Transcribe all the entries word for word, but omit the images.

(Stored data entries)
•••

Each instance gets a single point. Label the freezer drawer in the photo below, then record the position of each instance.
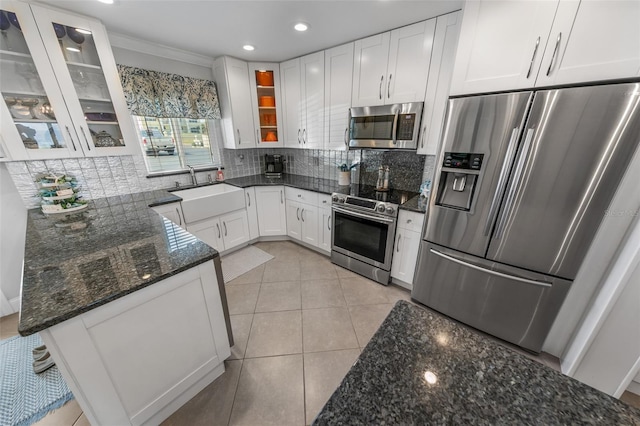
(515, 305)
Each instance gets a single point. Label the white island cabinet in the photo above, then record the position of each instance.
(136, 360)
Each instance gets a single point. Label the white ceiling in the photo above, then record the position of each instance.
(214, 27)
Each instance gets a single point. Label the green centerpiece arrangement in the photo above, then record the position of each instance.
(59, 194)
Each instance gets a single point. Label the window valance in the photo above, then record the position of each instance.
(158, 94)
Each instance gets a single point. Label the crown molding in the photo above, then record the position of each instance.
(130, 43)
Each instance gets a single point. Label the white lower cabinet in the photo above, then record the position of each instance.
(407, 244)
(223, 232)
(272, 216)
(173, 212)
(324, 229)
(252, 212)
(302, 222)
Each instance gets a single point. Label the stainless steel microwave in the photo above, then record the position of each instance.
(395, 126)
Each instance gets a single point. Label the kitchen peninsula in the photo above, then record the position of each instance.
(128, 304)
(422, 368)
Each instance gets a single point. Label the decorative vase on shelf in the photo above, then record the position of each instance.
(344, 178)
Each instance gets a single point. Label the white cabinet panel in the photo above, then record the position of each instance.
(252, 212)
(409, 59)
(49, 83)
(235, 229)
(501, 45)
(312, 85)
(370, 70)
(234, 93)
(324, 229)
(272, 217)
(291, 102)
(338, 78)
(440, 69)
(597, 40)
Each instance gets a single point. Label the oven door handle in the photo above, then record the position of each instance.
(364, 216)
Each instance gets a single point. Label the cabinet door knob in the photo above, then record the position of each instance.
(555, 50)
(533, 57)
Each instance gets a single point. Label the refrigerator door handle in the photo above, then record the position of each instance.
(502, 181)
(489, 271)
(515, 183)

•••

### Solution to the problem:
Each instance gets a single point. Label the freezer drawer in the photo below, then record the position of each instance.
(515, 305)
Each instance gets a single point. Label the white island cabinet in the photo above, then record the position of each instance.
(136, 360)
Each instance gets a single point. Label the white ceiling in the photo above, then record the position of each instance.
(214, 27)
Each instance gets a single point. Label the green centerpiece arrangement in the photo above, then record the position of each instance.
(59, 194)
Each instance gets a single point. Label the window valance in the photo above, then record the position of each instance.
(158, 94)
Each instance gets a single point. Label the crown molding in the photo above, then record the position of each instance.
(130, 43)
Each instance gets a single point. Label the white lower cabinet in the photo above, then record the position of each instance.
(407, 244)
(223, 232)
(272, 216)
(173, 212)
(324, 229)
(252, 212)
(302, 222)
Each instance gets a single point. Label the stainless steel microwave in the photo above, then record the position of each instance.
(395, 126)
Each instance gets a single point. Label the kitchen peninsula in the photo above, then record the position of each instance.
(128, 304)
(422, 368)
Each instance gets a single point. Label the decorative vase on shelf in the photo above, then record the position of each instance.
(344, 178)
Each instance gets a single point. Label the white cabinet panel in the photo above, then record the position of each instance.
(252, 212)
(409, 59)
(49, 83)
(235, 229)
(501, 45)
(312, 85)
(370, 70)
(234, 93)
(324, 229)
(272, 217)
(291, 102)
(338, 78)
(440, 69)
(597, 40)
Each instance gets a single point. Label the oven door handle in the photo above, then record the position of each instance.
(364, 216)
Each instance gets a single point. Label the cabinet door knob in the photo above, then record the position of each instance.
(555, 50)
(533, 57)
Each instance gets a single point. Label the refrigerator door handle in the photo above, then record the position of each instance.
(502, 181)
(489, 271)
(515, 183)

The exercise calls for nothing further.